Breakfast on my shoe
May 29, 2015
The plane buckles in the sky and drops through dead space to splash down on cloud with a big dipper lurch. I’m going to die. There is vomit on my left shoe.
I’m racing above the alps - twenty thousand feet or so - I don’t know - the pilot’s not told us, but we’re high, Mont Blanc an iceberg in the cloud below. Beneath me now I can see the North Face of the Driotes, its North East Spur the size a black lego brick, imagine my younger self astride it, unaware I’m flying past twenty years away. I makes me feel kind of smug; I know how the story goes, and he didn’t - the fool - but wonder then where now, twenty years on, I am, looking back at me? Maybe that’s my problem - I don’t think about what comes next.
I sit here and write, window blind half down to screen out the sun, write because that’s all I can think of doing these days, aware that I’ve become obsessed with words. Behind this window on my laptop there sits an open spreadsheet - my business tax calculations, what I spent, what I made, and I’ve been trying to finish it all week - but it’s like a scab - I pick at it each day, knowing it won’t heal itself. There is always something better to do, and right now it’s writing this instead of doing that. Finally, after a lift time of words I begin to feel I have a handle on them - just words - how they line up before they jump into your eyes - not how they are spelt, or grammar and all that shiz; I doubt a life can be long enough for me to grasp all that.
The plane lurches.
“What are you?”
“I’m a philosopher” I tell her.
“Really?”
“No - someone just said I was yesterday in an email. I’m a climber who writes… no, I’m a writer who climbs”
The plane drops.
I sit in a cafe at Manchester airport, maybe the only one there not either at work or about to fly away, just there, rushing all morning for a flight that was never there, and now waiting to go slowly home to wait for when it will. I want to punch myself in the face, to drown my sorrows in alcohol, but instead I drown mine in tea and words and write - instead of doing my tax - a story about Ella and Ewen, and going to Hull, the whole thing resting on the words “We’ll make our own arrangements” - which I post before I head home.

GIVEN TASK
Return the part of the blog post about the bumpy flight starting at "I sit in a cafe" and ending at "I head home.", copied word for word. The lines that come next have nothing to do with this text.

GIVEN MATERIAL
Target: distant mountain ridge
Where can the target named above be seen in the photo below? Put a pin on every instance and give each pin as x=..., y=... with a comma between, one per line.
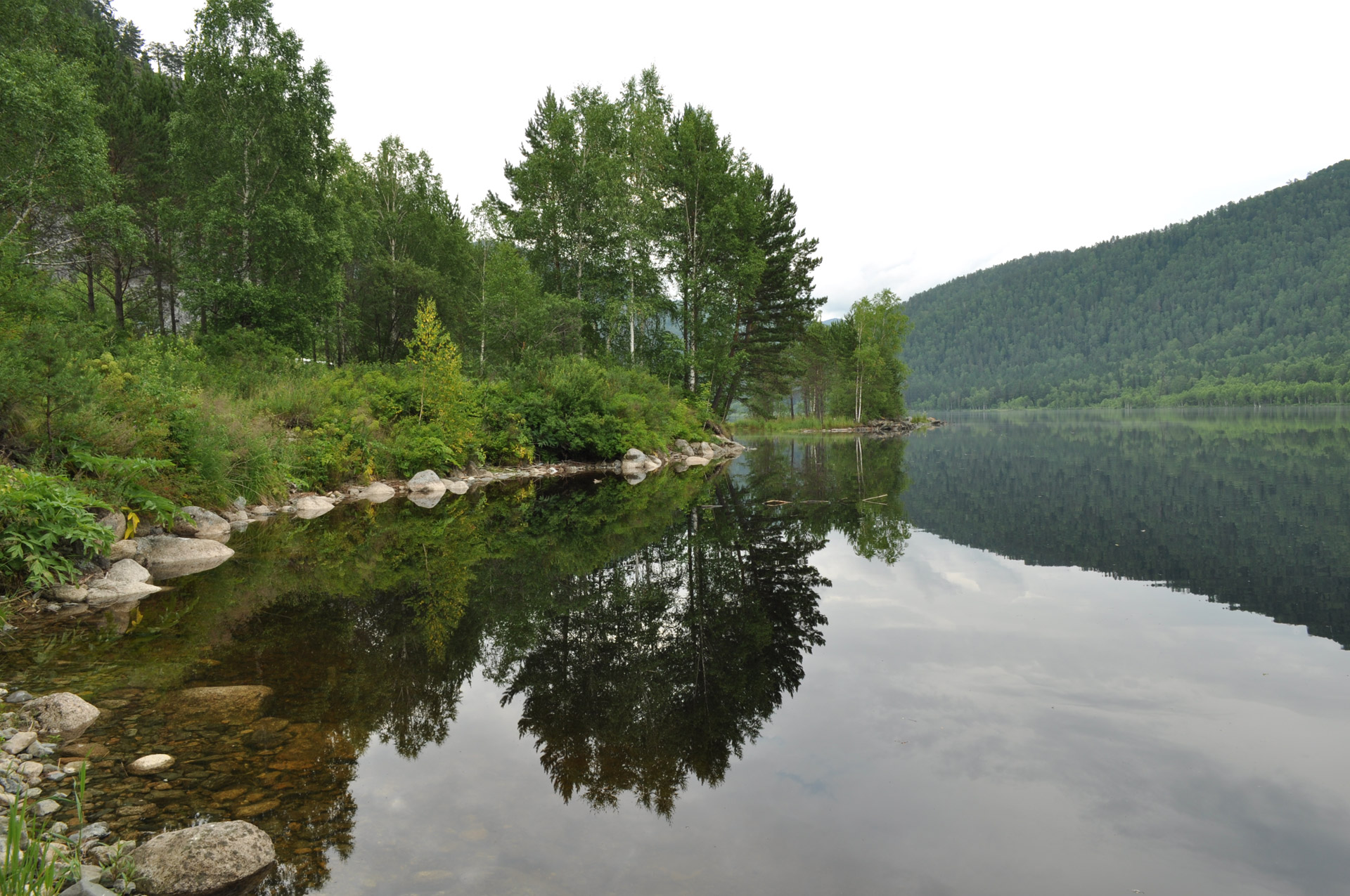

TASK OUTPUT
I sit in a cafe at Manchester airport, maybe the only one there not either at work or about to fly away, just there, rushing all morning for a flight that was never there, and now waiting to go slowly home to wait for when it will. I want to punch myself in the face, to drown my sorrows in alcohol, but instead I drown mine in tea and words and write - instead of doing my tax - a story about Ella and Ewen, and going to Hull, the whole thing resting on the words “We’ll make our own arrangements” - which I post before I head home.